[Required work] Put every line of the items below into a JSON list of strings, one string per line, with blank lines and pictures left out.

[Supplied data]
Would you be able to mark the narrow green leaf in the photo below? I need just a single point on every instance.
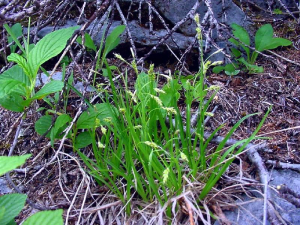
(13, 204)
(171, 93)
(82, 140)
(49, 88)
(51, 45)
(46, 218)
(61, 123)
(8, 163)
(263, 37)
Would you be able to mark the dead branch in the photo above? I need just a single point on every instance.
(282, 165)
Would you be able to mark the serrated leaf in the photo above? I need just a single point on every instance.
(49, 88)
(82, 140)
(86, 121)
(46, 218)
(43, 124)
(8, 163)
(48, 47)
(21, 61)
(13, 204)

[Solution]
[
  "Would you be able to mark the narrow green leaf in the photo below? I need just a single point on every instance.",
  "(13, 204)",
  "(171, 93)",
  "(82, 140)",
  "(49, 88)",
  "(51, 45)",
  "(46, 218)",
  "(61, 123)",
  "(8, 163)",
  "(263, 37)",
  "Would you be able to mark the dead branch in the photo above? I need just a single point on every instance.",
  "(282, 165)",
  "Would you be able to mark the serrated leaf in the photo above? I need just a single point on every instance.",
  "(49, 88)",
  "(82, 140)",
  "(86, 121)",
  "(46, 218)",
  "(43, 124)",
  "(8, 163)",
  "(48, 47)",
  "(21, 61)",
  "(13, 204)"
]